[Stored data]
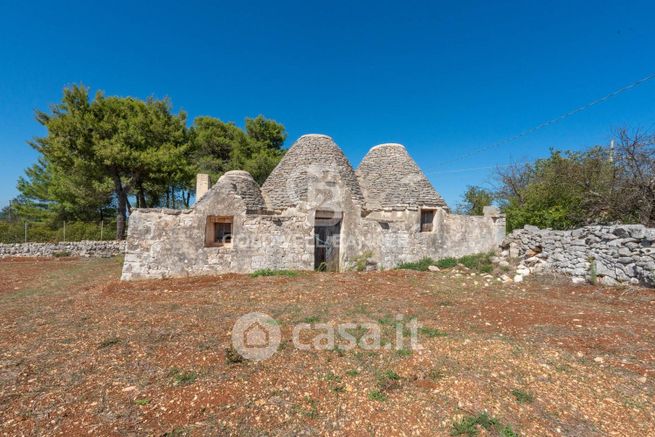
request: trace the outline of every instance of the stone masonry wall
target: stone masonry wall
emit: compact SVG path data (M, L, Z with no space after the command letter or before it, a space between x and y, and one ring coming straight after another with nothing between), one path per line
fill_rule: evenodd
M70 255L109 258L125 252L125 241L0 244L0 258Z
M212 188L193 209L130 215L123 280L313 268L313 227L304 216L247 214L232 190ZM206 247L208 216L231 216L232 243Z
M655 286L655 229L643 225L586 226L553 231L526 226L503 242L503 255L520 258L526 273L547 270L574 282Z
M486 216L450 214L438 209L432 232L420 232L420 211L380 211L362 219L346 242L349 259L367 251L384 269L424 257L461 257L498 249L505 237L505 218L496 211ZM348 264L347 264L348 265Z

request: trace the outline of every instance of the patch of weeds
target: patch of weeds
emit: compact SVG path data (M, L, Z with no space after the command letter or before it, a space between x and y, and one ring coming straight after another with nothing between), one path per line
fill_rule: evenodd
M371 311L363 304L357 304L351 311L353 314L362 314L364 316L370 316Z
M255 270L250 274L251 278L258 278L260 276L286 276L293 278L298 276L298 272L295 270L273 270L273 269L260 269Z
M135 399L134 403L140 407L144 407L150 403L150 399Z
M355 261L355 271L363 272L366 270L366 264L370 257L373 256L373 252L367 250L366 252L361 253L360 255L354 258Z
M568 372L571 369L573 369L573 367L569 366L568 364L557 364L557 365L555 365L555 370L557 370L558 372Z
M387 370L378 374L377 385L378 389L383 391L392 390L397 388L400 383L400 376L393 370Z
M493 271L493 264L491 258L494 256L493 252L477 253L475 255L466 255L459 258L459 264L463 264L471 270L477 270L481 273L491 273Z
M285 350L288 346L289 346L289 342L288 342L288 341L281 341L280 344L277 345L277 351L278 351L278 352L282 352L282 351Z
M330 390L332 390L335 393L344 393L346 391L346 387L343 385L333 385L330 387Z
M642 404L639 401L635 401L633 399L626 399L623 402L623 405L625 405L628 408L634 408L636 410L643 410L643 408L644 408L644 404Z
M437 266L440 269L450 269L462 264L464 267L476 270L480 273L491 273L493 271L493 264L491 258L494 256L493 252L478 253L474 255L466 255L461 258L442 258L434 260L430 257L425 257L416 262L406 262L398 265L399 269L427 271L430 266Z
M439 379L442 379L446 376L446 374L439 370L439 369L432 369L428 372L428 378L430 378L433 381L437 381Z
M459 422L454 422L450 430L450 435L467 435L473 437L478 435L478 427L483 428L485 431L495 431L502 437L518 437L518 434L509 425L501 423L498 419L489 416L486 412L480 413L477 416L465 416Z
M66 258L71 256L71 253L66 250L62 250L61 252L52 252L52 256L55 258Z
M440 269L452 269L453 267L456 267L458 264L457 258L443 258L437 261L437 267Z
M387 395L380 390L373 390L368 393L368 398L372 401L384 402L387 400Z
M212 349L212 346L213 346L213 345L212 345L211 343L209 343L209 342L206 342L206 343L203 342L203 343L198 344L198 350L200 350L200 351L208 351L208 350L211 350L211 349Z
M177 367L173 367L171 371L168 372L168 376L173 378L174 385L189 385L193 384L196 379L198 379L198 373L194 371L182 372Z
M393 319L393 317L387 314L386 316L378 319L378 323L380 325L394 326L396 321Z
M237 352L234 346L225 348L225 361L230 364L238 364L243 362L243 356Z
M111 347L111 346L114 346L114 345L116 345L116 344L118 344L120 342L121 342L121 339L118 338L118 337L107 338L107 339L103 340L98 345L98 349L104 349L104 348L107 348L107 347Z
M332 352L337 354L338 357L345 357L346 356L346 351L343 350L341 347L339 347L339 345L334 346L334 348L332 349Z
M362 340L362 337L368 333L368 328L364 326L357 326L356 328L346 329L346 332L351 334L359 343Z
M406 358L406 357L409 357L409 356L412 355L412 351L409 350L409 349L402 348L402 349L398 349L398 350L396 351L396 354L397 354L399 357Z
M430 337L430 338L445 337L445 336L448 335L443 331L440 331L440 330L438 330L436 328L430 328L428 326L421 326L421 328L419 328L418 332L420 334L423 334L426 337Z
M357 369L346 370L346 375L348 375L348 376L357 376L357 375L359 375L359 370L357 370Z
M419 261L416 262L400 263L396 268L402 270L417 270L419 272L426 272L428 271L428 267L433 265L437 265L437 261L426 256L425 258L421 258Z
M316 323L319 322L321 318L319 316L309 316L303 319L304 323Z
M534 401L534 396L532 396L527 391L518 388L512 390L512 395L514 395L516 401L519 404L529 404L530 402Z
M596 282L598 282L598 268L596 267L596 258L590 256L587 258L587 261L589 262L589 282L591 285L596 285Z
M318 417L318 402L309 396L305 398L305 402L309 405L309 409L305 410L303 414L310 419L316 419Z
M383 375L387 379L392 379L394 381L399 381L400 380L400 376L398 376L398 374L396 372L394 372L393 370L387 370L386 372L383 373Z
M328 372L325 375L325 380L329 382L341 382L341 377L334 372Z

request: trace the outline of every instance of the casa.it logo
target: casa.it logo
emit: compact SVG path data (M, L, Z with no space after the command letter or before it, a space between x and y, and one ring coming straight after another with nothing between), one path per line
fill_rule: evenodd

Your objective:
Please show, exactly as written, every line above that contains the word "patch".

Answer for this exercise:
request: trace the outline of every instance of the patch of weeds
target: patch of weeds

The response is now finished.